── Отрывок
Мое понимание происходившего в тот момент сводилось к следующему. Проводя аналогию с Контрреформацией в Европе во второй половине XVI века, можно предположить, что она не являлась отказом от Реформации, но представляла собой адаптацию некоторых ее элементов для обновления Церкви, чтобы приспособить ее к новым вызовам. По этой логике, «Солидарность» была реформацией в рамках коммунистической системы, в то время как Горбачев был контрреформатором. Позже, в ходе наших бесед с Михаилом Горбачевым, выяснилось, что он мало знал о «Солидарности». И все же мне представляется, что в этой метафоре кроется исторический смысл.

Революция без революции

Круглый стол явился своего рода матрицей для других государств, и когда я размышляю о сути польских событий — 1989, меня поражают несколько фактов.

Во-первых, это была великая революция без революции. Никто не выходил на улицы, не возводил укреплений, не были задействованы карательные силы. У всех в памяти были свежи воспоминания о баррикадах 1980 года и периоде военного положения. Осознание прошлого определяло рамки нашего прогноза на будущее. Ни у кого не возникало предчувствие того, что же должно было произойти. Александр Квасьневский говорил по прошествии многих лет: знай обе стороны в Польше, что все это приведет к объединению Германии, неизвестно, как развивались бы переговоры круглого стола.

При этом в кругах оппозиции отдавали себе отчет в том, что объединение Германии должно стать следствием естественного хода событий. Возможно, эта точка зрения открыто не артикулировалась, но рассуждали мы именно так. Для меня было очевидно, что в нормальных демократических условиях исчезнет конфронтация, которая служит причиной раздела Германии, а ГДР, как государство «гарнизонного» типа, не удержится без присутствия Красной (читай: советской. — Ред.) армии. Тем временем гэдээровская оппозиция, самая левая из оппозиционных движений государств восточного блока, не ощущала этого, она стремилась к демократизации Восточной Германии. Осенние демонстрации в ГДР начались под лозунгом «Народ — это мы», лишь позже превратившимся в «Мы — единый народ».

Коммунизм придавал миру системность. Люди, в том числе на Западе, жили с представлением, что суть мирового развития заключается в конфликте демократии с тоталитаризмом.

В Польше проект круглого стола был нацелен на осуществление своего рода «финляндизации». Мы осознавали, что не выиграем войну с Россией, а потому приходилось рассчитывать на выгодные нам изменения в ней самой. Перестройка стала нашим естественным союзником. В 1988-м я послал статью «Спор о сталинизме» в Tygodnik Powszechny. Цензура запретила ее, хотя во всей статье наибольшей неблагонадежностью отличались именно цитаты из советских газет. Это свидетельствует о том, с каким опозданием к нам пришла перестройка и с каким она столкнулась сопротивлением. Польская цензура вычеркнула само слово «сталинизм». Советская пресса в конце 1980-х годов была значительно либеральнее и свободнее, чем польская. В конце концов цензура пропустила статью. Это была первая публикация в официальной прессе под моим собственным именем с 1966-го. И она послужила сигналом к переменам.
────
── Исходные материалы
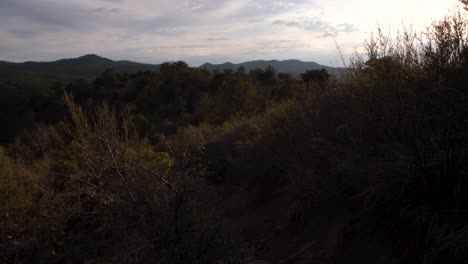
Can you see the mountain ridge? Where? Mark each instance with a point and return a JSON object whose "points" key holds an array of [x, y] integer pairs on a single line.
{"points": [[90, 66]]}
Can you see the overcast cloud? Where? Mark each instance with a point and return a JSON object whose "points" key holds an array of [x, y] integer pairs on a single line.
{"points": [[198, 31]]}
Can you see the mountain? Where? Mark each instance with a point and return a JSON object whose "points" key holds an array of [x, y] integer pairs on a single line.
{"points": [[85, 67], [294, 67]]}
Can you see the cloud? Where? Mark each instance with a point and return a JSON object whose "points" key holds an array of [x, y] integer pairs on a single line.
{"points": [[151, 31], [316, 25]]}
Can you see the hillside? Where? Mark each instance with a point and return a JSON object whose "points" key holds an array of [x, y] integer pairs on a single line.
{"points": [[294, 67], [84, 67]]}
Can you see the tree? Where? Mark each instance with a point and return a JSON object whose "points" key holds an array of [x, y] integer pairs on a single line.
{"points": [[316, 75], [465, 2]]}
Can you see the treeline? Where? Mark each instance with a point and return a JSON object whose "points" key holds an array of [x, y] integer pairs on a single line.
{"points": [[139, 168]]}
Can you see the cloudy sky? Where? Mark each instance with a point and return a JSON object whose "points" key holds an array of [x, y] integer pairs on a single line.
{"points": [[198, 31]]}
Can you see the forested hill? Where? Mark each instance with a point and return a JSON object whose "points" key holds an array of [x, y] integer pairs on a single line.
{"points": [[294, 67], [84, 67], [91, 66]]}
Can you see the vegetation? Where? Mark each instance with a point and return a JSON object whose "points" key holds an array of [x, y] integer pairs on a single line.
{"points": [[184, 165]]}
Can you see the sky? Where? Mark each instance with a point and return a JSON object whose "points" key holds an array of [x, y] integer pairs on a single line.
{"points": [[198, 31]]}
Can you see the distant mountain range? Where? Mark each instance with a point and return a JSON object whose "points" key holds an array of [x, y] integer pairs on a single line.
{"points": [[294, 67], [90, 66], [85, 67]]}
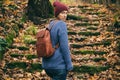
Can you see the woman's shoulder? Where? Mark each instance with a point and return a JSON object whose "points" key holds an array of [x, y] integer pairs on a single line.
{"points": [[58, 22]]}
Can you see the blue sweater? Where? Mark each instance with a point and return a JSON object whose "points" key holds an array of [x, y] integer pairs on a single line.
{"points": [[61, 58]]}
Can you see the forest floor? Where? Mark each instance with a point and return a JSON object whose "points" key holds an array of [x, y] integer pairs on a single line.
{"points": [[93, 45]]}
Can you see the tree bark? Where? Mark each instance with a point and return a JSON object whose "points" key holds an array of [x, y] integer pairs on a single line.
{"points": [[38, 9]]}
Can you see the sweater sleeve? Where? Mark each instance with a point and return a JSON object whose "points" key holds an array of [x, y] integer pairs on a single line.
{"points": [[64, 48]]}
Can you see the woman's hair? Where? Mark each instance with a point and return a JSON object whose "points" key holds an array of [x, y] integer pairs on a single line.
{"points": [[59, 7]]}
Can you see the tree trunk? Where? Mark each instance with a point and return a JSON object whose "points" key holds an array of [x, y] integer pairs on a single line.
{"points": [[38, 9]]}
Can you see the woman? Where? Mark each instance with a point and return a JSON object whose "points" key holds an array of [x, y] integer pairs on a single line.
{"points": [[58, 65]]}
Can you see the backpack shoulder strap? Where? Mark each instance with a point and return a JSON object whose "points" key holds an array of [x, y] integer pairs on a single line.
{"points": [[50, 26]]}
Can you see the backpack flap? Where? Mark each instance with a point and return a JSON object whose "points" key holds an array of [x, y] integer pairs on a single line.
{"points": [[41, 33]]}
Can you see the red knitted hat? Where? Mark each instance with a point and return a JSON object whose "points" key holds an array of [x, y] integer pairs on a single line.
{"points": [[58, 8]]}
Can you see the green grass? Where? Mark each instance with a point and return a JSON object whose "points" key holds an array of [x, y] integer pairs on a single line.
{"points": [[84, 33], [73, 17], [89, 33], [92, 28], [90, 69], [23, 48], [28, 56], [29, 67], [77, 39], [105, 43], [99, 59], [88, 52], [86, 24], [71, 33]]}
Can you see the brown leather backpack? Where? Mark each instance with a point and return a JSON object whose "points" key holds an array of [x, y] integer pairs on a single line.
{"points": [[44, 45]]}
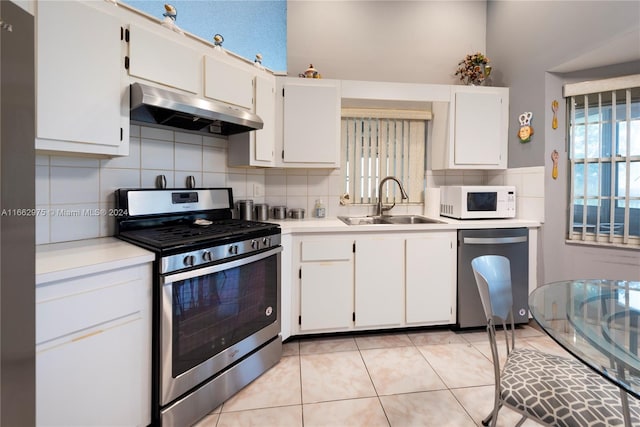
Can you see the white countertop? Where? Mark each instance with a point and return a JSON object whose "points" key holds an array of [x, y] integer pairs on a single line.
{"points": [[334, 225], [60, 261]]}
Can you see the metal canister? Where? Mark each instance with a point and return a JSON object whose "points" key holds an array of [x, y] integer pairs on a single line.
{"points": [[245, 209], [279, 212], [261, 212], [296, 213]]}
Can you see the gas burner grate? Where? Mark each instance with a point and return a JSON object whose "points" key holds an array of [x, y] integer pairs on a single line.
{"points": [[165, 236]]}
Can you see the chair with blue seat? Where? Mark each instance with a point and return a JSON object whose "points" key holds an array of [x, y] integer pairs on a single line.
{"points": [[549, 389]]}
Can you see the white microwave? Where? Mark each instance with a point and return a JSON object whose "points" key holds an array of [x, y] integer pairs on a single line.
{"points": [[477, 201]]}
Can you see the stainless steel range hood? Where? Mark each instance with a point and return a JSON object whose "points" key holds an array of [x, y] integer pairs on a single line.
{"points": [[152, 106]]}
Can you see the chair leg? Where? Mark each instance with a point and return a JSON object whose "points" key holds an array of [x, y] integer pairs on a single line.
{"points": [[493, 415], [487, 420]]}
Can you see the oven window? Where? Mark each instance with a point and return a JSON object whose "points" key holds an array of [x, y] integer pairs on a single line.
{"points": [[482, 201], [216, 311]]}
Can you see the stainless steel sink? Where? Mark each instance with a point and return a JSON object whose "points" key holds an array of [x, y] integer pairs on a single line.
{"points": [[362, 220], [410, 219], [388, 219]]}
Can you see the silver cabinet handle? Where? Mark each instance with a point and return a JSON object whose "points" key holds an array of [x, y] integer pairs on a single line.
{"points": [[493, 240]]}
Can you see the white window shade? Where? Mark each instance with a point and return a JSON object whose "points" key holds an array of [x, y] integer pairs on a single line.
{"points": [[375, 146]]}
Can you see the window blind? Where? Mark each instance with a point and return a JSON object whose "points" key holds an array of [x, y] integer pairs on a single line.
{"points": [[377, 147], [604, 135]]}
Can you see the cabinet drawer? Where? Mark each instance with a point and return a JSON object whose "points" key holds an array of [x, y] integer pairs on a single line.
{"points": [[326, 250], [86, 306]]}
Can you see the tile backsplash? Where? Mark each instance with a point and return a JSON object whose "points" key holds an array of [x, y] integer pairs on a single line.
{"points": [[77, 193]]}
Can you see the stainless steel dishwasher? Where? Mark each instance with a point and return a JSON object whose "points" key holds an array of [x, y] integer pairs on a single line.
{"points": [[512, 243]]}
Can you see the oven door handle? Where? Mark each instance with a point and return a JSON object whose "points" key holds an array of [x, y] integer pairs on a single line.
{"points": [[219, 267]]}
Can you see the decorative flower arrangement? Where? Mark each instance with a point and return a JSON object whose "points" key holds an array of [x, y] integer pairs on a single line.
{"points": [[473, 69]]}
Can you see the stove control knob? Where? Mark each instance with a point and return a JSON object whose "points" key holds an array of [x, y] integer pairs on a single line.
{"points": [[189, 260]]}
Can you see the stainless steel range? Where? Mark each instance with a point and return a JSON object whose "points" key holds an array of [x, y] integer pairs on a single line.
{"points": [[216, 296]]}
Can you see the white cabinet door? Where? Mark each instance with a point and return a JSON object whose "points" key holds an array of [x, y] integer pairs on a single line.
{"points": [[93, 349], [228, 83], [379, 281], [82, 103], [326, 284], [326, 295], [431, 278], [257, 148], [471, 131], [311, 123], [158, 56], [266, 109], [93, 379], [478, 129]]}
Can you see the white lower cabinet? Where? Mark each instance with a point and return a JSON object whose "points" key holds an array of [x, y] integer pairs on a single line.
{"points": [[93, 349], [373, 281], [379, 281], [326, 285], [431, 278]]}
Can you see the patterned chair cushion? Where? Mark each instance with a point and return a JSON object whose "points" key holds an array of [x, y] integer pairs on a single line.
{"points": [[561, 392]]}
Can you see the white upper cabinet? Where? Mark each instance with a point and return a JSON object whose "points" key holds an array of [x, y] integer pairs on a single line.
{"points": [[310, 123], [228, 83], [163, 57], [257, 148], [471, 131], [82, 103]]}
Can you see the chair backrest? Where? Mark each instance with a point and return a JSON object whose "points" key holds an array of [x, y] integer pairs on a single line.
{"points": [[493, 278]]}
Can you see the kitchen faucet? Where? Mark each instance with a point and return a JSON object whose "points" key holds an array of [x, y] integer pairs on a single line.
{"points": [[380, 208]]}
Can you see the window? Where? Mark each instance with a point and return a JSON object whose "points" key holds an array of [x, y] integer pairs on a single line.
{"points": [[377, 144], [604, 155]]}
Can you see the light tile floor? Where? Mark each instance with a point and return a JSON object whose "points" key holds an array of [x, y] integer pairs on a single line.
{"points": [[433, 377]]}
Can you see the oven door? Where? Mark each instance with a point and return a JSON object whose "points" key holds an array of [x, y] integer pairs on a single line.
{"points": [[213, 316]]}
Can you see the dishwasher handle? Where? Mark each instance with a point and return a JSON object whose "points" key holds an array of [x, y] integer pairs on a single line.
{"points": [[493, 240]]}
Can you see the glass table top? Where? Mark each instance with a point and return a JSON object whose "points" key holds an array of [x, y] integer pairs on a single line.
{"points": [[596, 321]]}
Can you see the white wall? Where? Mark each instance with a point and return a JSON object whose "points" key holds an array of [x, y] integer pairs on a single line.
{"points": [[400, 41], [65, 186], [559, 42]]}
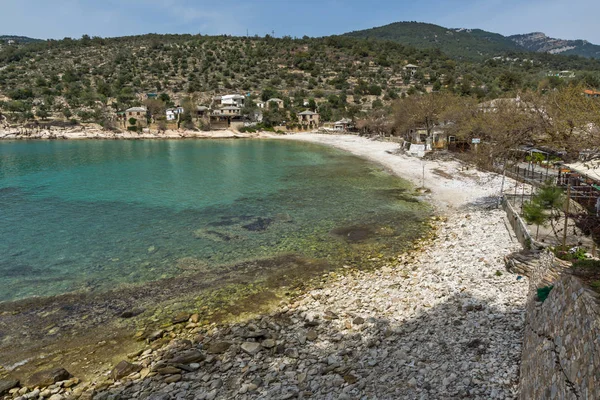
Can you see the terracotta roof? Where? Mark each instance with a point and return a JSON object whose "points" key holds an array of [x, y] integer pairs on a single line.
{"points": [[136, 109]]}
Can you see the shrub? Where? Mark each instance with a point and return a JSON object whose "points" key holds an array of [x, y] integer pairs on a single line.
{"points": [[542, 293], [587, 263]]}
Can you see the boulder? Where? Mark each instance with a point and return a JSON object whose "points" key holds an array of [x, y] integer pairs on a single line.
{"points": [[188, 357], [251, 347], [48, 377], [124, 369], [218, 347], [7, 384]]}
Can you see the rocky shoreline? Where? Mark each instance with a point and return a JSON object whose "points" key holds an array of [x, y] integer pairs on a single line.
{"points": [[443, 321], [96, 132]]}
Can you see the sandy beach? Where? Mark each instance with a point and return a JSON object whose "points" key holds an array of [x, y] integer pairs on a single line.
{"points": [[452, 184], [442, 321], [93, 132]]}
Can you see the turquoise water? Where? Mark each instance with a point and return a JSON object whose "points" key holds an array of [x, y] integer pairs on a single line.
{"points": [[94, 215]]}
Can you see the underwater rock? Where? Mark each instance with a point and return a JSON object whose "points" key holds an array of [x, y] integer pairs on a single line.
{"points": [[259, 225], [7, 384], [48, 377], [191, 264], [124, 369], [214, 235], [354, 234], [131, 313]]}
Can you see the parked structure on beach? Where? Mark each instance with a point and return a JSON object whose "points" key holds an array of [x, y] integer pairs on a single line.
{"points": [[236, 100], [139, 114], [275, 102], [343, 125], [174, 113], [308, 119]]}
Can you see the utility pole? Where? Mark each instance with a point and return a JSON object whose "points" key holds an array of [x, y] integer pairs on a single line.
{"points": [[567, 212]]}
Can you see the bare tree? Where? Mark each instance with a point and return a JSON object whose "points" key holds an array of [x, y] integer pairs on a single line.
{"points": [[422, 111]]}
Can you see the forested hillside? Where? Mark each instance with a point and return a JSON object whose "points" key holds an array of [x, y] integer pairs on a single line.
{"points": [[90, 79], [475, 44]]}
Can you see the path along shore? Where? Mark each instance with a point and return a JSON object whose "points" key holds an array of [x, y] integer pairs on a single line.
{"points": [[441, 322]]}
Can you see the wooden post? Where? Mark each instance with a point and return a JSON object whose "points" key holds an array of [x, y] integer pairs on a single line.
────
**Письменное задание 1:** Под каким лозунгом, согласно отрывку о польских событиях 1989 года, начались осенние демонстрации в ГДР?
**Письменное задание 2:** Подхватите повествование отрывка о польских событиях 1989 года и продолжите его после последнего предложения.

**Ответ к заданию 1:** Осенние демонстрации в ГДР начались под лозунгом «Народ — это мы».

**Ответ к заданию 2:**
Вторым фактором, как ни парадоксально, были германо-германские консультации, активизировавшиеся под конец 1980-х годов. Как раз в этот период я задал через печать вопрос генералу Ярузельскому, почему, если возможен диалог между Эрихом Хонеккером и Гельмутом Колем, невозможны польско-польские переговоры. Постепенно у властей росло убеждение, что необходимо что-то менять. По прошествии неполных 10 лет оказалось, что проект модернизации, зиждившейся на военном положении, по сути, можно было осуществить только в Китае. Наша диктатура не была достаточно сильной. Власти признавали необходимость перемен, поскольку, опираясь на прежние силы, Польша не справилась бы со всеми своими проблемами.

В польских властных кругах долго шла перебранка по поводу круглого стола. Забастовки в мае и августе 1988-го создали ситуацию, при которой правительство Месснера было вынуждено уйти в отставку. Новым премьером стал Мечислав Раковски, на протяжении многих лет возглавлявший еженедельник Polityka. Этот журнал, будучи органом партии коммунистов, одновременно славился своей открытостью и реформаторскими тенденциями. Затем Раковски занял пост вице-премьера в правительстве Войцеха Ярузельского, из состава которого он был вынужден уйти под давлением Кремля в середине 1980-х годов. Будучи реформатором, Раковски специфически понимал цель реформ. С помощью смелых шагов в экономике он стремился радикально повысить уровень жизни и таким образом обеспечить широкую поддержку власти. Что в итоге способствовало бы маргинализации «Солидарности» как оппозиции.

Замысел не удался, и власти склонились к переговорам с оппозицией. Их начало предопределил телевизионный поединок Леха Валенсы с руководителем проправительственных профсоюзов Альфредом Медовичем. В тот вечер вся Польша прильнула к телеэкранам. Это был момент истины. Валенса нокаутировал Медовича. Нацию охватил энтузиазм. Дорога к круглому столу была открыта.

Хаос вместо системы

Коммунизм придавал миру системность. Люди, в том числе на Западе, жили с представлением, что суть мирового развития заключается в конфликте демократии с тоталитаризмом. Конец коммунизма высветил ряд процессов, которые мы не до конца осознавали.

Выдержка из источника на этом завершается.